**Passage given:**
Since just yesterday, two big articles in the Mainstream Media have told us that President Biden’s latest speech on America’s (going-going-gone?) military involvement in Afghanistan could usher in a new, more circumspect era for U.S. foreign policy. (See here and here.) Me, I’m not so sure, even though I’d like to see nothing better, since I’ve been calling for such changes for no fewer than 35 years.

In fact, it’s not even clear whether Mr. Biden’s decision to pull the plug on this longest of America’s wars will profoundly influence America’s approach to world affairs on the level of day-to-day operations. For example, the President has insisted that “I was not going to extend this forever war. And I was not extending a forever exit”; and that with the Al Qaeda threat to attack the U.S. homeland and American allies squelched; and that the United States has “no vital interest in Afghanistan.” Nonethless, he still declared that “We will maintain the fight against terrorism in Afghanistan and other countries.”

Moreover, Mr. Biden acknowledged that the “over-the-horizon capabilities” that now enable attacks on “terrorists and targets” without fighting ground wars (through drone strikes and the like) will still require some “American boots on the ground.” That’s because you need some physical presence in order to identify and track the targets (which move around a lot), and because these forces need bases of some kind out of which to operate.

Further, the President claimed that “The terror threat has metastasized across the world, well beyond Afghanistan. We face threats from Al Shabab in Somalia, Al Qaeda affiliates in Syria and the Arabian Peninsula, and ISIS attempting to create a caliphate in Syria and Iraq and establishing affiliates across Africa and Asia.”

**Task statement:** Repeat the commentary on the Afghanistan speech word for word, starting with "Since just yesterday, two" and going on through "than 35 years.". The lines after this point are not needed for anything.

**Information provided:**
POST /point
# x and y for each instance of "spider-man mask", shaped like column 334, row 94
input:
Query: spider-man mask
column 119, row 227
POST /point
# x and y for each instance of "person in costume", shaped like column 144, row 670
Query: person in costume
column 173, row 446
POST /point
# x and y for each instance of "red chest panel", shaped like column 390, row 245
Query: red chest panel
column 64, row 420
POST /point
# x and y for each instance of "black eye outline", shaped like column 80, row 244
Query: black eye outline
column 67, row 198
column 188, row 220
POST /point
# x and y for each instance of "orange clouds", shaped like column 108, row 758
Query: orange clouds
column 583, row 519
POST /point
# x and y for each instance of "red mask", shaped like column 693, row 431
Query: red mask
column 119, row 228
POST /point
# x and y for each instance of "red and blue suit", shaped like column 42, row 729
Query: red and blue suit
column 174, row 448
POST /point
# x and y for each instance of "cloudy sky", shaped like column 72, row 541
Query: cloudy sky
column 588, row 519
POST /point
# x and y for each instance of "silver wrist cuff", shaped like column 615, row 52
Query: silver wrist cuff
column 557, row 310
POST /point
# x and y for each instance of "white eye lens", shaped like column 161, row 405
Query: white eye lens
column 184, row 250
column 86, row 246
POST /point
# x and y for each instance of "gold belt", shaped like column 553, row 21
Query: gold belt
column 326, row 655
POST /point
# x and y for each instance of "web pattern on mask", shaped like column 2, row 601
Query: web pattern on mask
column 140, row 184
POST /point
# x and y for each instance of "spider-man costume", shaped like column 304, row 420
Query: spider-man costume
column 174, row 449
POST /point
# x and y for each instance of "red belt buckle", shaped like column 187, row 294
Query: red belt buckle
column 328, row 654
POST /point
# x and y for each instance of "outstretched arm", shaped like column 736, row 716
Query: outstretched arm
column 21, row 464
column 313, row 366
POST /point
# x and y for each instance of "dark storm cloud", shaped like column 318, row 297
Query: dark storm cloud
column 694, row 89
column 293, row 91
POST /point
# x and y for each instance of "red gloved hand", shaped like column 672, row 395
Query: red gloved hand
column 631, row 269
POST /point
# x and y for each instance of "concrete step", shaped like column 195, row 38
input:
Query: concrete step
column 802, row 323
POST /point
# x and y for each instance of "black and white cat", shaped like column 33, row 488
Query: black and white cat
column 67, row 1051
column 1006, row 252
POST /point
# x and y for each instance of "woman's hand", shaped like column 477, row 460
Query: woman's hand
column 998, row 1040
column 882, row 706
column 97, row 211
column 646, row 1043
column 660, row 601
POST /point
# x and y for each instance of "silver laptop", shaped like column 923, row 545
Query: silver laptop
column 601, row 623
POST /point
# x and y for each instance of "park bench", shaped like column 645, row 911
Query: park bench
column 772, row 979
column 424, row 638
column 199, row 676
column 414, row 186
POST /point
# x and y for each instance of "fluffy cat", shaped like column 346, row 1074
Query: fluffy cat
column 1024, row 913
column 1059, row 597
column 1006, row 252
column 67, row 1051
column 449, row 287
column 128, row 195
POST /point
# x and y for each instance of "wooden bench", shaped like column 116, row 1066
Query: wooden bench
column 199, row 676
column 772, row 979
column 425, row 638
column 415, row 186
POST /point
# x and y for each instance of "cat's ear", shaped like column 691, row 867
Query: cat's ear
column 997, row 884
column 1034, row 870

**Worked answer:**
Since just yesterday, two big articles in the Mainstream Media have told us that President Biden’s latest speech on America’s (going-going-gone?) military involvement in Afghanistan could usher in a new, more circumspect era for U.S. foreign policy. (See here and here.) Me, I’m not so sure, even though I’d like to see nothing better, since I’ve been calling for such changes for no fewer than 35 years.